--- begin ---

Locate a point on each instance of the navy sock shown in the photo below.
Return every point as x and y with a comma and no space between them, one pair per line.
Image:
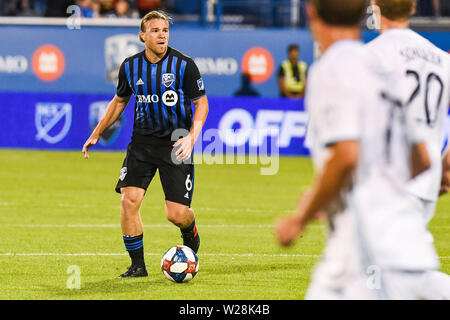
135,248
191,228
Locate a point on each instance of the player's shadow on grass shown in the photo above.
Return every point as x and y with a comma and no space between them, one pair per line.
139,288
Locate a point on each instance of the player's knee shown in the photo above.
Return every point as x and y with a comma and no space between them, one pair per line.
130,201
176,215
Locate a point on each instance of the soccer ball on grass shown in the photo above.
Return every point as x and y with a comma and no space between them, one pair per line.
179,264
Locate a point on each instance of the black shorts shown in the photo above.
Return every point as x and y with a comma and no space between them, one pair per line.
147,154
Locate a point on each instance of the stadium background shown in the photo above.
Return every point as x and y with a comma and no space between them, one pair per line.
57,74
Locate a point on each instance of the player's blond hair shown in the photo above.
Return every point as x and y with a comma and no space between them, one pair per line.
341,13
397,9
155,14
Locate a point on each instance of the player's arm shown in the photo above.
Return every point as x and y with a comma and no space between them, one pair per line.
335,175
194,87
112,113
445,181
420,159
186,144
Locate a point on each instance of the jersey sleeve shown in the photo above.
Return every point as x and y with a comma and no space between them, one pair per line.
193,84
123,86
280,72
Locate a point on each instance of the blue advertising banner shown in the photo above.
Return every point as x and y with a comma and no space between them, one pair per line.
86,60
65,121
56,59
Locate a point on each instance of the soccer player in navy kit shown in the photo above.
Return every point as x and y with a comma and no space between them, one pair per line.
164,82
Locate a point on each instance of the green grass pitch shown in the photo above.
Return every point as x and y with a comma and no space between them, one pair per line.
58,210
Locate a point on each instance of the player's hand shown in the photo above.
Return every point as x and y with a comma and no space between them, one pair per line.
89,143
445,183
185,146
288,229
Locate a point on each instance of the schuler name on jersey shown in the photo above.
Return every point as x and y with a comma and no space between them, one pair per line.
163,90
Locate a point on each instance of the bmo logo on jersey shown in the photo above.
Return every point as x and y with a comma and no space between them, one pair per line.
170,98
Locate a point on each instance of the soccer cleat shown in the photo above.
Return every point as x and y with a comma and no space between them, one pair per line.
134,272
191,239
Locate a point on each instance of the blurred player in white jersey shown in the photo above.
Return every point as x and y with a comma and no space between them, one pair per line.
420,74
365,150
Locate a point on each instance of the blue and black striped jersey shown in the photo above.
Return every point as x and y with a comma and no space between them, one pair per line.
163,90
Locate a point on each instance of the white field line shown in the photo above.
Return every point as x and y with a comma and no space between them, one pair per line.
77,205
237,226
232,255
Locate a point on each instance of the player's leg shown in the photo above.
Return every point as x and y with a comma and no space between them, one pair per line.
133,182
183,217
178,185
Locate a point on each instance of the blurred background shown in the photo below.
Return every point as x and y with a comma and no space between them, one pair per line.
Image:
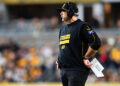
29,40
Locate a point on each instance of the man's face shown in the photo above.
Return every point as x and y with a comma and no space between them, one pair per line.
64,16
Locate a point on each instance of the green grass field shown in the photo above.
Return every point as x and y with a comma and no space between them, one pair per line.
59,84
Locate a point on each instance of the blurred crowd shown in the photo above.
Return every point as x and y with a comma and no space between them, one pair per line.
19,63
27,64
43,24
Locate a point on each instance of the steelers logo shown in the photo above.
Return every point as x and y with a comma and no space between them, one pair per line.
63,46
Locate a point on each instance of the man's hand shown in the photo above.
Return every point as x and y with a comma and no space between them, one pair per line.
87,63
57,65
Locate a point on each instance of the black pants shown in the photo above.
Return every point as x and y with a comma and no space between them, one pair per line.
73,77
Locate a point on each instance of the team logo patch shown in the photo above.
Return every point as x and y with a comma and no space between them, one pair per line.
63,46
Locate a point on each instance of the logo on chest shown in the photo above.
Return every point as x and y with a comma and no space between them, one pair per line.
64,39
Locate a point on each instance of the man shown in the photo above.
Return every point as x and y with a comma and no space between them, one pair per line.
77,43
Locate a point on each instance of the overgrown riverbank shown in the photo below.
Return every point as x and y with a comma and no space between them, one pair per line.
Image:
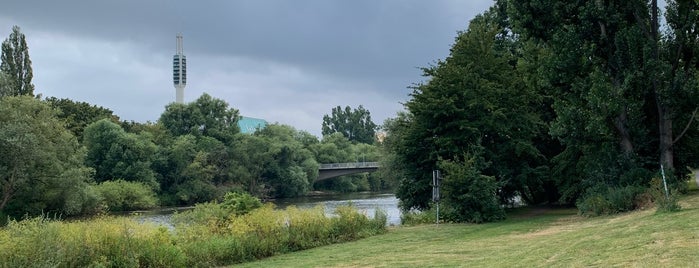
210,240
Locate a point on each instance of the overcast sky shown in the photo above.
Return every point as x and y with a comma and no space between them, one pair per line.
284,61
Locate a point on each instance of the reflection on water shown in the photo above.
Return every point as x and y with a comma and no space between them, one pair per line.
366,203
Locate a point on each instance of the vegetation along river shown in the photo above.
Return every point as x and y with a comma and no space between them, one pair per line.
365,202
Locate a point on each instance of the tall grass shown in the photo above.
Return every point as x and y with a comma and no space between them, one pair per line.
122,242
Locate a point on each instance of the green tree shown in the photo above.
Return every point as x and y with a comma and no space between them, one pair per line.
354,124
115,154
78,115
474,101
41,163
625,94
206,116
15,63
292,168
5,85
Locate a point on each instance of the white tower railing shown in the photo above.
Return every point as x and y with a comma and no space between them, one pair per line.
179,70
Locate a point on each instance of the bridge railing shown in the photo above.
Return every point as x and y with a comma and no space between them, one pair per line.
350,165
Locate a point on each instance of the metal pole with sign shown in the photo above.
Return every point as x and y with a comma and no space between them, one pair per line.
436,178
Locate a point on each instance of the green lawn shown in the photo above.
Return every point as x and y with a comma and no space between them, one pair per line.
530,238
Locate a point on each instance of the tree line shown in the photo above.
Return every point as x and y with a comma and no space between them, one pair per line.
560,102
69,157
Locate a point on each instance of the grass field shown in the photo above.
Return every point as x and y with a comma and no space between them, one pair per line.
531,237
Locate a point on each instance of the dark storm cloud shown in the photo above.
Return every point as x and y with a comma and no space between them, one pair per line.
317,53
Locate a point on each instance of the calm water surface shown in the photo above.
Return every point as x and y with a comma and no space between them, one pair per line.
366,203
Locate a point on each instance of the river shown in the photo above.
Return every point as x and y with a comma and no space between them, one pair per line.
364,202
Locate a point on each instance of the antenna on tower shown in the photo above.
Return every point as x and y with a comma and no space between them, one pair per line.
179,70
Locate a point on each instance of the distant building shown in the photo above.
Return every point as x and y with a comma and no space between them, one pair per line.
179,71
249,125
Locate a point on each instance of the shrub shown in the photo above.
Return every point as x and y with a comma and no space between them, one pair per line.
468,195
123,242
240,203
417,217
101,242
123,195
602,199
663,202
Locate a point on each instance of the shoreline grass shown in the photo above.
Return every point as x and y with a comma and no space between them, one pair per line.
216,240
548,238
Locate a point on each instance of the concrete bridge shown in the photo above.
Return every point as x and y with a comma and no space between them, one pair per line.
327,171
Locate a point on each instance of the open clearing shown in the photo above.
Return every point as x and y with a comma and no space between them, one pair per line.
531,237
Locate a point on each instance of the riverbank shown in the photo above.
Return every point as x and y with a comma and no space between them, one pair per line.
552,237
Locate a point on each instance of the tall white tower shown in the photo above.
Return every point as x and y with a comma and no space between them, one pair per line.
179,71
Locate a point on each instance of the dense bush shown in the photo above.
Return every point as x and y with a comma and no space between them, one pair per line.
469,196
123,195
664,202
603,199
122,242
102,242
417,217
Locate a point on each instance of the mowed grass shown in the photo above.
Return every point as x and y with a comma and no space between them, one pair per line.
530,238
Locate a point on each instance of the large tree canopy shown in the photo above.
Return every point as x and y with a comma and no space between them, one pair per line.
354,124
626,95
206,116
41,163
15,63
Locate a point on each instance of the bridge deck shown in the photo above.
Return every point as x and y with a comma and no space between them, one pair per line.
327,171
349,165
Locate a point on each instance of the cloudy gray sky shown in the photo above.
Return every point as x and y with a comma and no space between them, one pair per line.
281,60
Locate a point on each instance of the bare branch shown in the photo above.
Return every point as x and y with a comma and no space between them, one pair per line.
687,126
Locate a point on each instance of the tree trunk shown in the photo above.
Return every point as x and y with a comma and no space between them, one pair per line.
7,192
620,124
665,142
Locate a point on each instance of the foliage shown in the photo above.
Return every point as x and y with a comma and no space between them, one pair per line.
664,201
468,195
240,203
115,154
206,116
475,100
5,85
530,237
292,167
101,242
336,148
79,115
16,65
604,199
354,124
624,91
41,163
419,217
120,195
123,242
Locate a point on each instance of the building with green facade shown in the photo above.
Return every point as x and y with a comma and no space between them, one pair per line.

--- end ---

**WRITTEN TASK**
Extract, verbatim, the lines from the one containing "Locate a point on each instance of the riverbank" through the last line of the listing above.

**SOLUTION BELOW**
Locate a point on each instance of the riverbank shown in the photo above.
Return every point as x and y with a comma and no space between them, one pair per line.
552,237
Locate a point on each instance of the tall white tower shown in the photo above.
Return every point as x and y with a comma and no space between them, one pair per line.
179,71
Locate a point on each instance of the dense bush shown in the photo above.
Return every point as x and y with a comma and no space between them, one pair per line.
469,196
123,195
664,202
603,199
122,242
102,242
417,217
Locate a point on each instance of the mowed grass shown in the photo above.
Return every point as x and y with a comma and no space between them, one pair per line.
530,238
Locate a point on each instance of the large tree canopy shown in the photo above.
Return every point as x and y with a comma and no space between them, one pair per line.
354,124
626,95
206,116
41,163
15,63
Locate a point on each instance of the bridge deck shown in the photo above.
Return every point as x and y with a comma and no space between them, one pair per line.
327,171
349,165
Locate a point on each instance of the cloudy gray sky shown in the photo above.
Return every point as x and y with a comma and no space between them, one pair per line.
281,60
Locate a point on each instance of the bare branch shown in the photo above.
Return every point as x and y with a comma and no space between them, one pair per line.
687,126
Locate a point on each instance of the tree trunk shown in the photo above.
Return every point as x and y with a comma and no space between them, one pair per line.
7,192
620,124
665,142
Locate a point on each instance of the foliage shown in the photo above.
Return every point as x and y with a comma and no space between them, one pair per line.
664,201
468,195
240,203
115,154
206,116
475,100
5,85
530,237
292,167
101,242
336,148
79,115
16,65
604,199
354,124
624,91
41,163
419,217
120,195
123,242
Locate a point on each instance of the building with green facade shown in the photo above.
Return every point as x and y with a comma and no space between them, one pair per line.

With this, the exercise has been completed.